#### TASK TO CARRY OUT
All of the entries need to be printed again exactly; pictures are the only thing to omit.
[DATA EXTRACT — start]
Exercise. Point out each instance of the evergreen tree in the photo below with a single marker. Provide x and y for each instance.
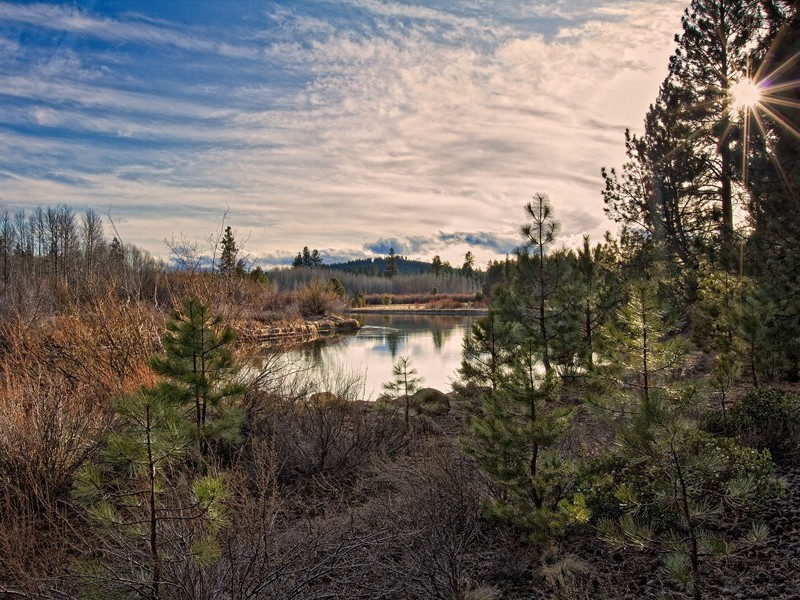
(713, 55)
(487, 352)
(131, 495)
(391, 264)
(200, 371)
(469, 264)
(682, 482)
(406, 381)
(436, 265)
(514, 442)
(528, 301)
(259, 276)
(773, 252)
(316, 258)
(661, 191)
(598, 293)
[DATA EXTRACT — finish]
#### ANSWER SPACE
Exercise. Point out each instance of the evergreen tree in the photo below with a single marker. Provide x and y for each instance.
(713, 55)
(487, 352)
(131, 495)
(391, 264)
(200, 371)
(469, 264)
(682, 482)
(406, 381)
(436, 265)
(514, 442)
(528, 301)
(259, 276)
(773, 252)
(316, 258)
(661, 191)
(598, 293)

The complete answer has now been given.